-- Begin Data for processing --

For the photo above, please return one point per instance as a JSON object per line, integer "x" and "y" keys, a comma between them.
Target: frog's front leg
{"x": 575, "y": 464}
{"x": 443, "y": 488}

-- End Data for processing --
-- Begin Data for processing --

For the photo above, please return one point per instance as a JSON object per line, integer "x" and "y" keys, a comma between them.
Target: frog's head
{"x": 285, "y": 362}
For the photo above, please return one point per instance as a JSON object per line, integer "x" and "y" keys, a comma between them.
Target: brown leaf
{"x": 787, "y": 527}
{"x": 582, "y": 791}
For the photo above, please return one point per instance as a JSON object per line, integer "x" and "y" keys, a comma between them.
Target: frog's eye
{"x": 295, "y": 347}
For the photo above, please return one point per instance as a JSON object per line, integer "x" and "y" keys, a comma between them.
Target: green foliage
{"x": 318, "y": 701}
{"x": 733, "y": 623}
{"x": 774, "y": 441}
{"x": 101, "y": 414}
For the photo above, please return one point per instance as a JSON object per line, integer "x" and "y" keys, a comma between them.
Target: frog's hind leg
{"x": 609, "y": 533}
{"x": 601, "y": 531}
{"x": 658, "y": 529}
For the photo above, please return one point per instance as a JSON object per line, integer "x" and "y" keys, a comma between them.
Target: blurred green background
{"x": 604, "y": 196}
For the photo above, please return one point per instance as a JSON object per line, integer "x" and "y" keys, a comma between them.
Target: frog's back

-- End Data for processing --
-- Begin Data for processing --

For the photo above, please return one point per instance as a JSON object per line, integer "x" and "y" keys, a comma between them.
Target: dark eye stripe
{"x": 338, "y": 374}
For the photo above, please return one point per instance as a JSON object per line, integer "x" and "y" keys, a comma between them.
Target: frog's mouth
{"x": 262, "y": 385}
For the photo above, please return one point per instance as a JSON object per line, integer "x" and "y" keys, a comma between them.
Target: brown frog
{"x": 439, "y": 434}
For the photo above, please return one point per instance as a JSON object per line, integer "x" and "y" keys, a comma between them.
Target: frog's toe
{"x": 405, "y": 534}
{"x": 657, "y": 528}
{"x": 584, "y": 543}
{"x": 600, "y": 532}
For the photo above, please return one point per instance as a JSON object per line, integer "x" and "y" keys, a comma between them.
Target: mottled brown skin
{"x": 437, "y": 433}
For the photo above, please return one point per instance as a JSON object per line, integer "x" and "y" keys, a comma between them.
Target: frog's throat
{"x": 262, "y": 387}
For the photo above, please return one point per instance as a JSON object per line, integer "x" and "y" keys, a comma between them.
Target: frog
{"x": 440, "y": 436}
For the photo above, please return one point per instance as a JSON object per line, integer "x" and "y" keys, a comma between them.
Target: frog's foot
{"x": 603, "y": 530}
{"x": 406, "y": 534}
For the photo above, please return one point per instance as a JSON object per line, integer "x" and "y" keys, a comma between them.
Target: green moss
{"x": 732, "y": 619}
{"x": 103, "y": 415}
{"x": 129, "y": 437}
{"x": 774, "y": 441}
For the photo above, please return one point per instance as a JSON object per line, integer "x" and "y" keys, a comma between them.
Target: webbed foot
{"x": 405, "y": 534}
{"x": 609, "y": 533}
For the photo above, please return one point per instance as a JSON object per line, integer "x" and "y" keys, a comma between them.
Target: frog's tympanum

-- End Data for processing --

Task requirements =>
How many lines in the rows above contain the string "brown", with case counting? Reply with the number only.

The solution =>
3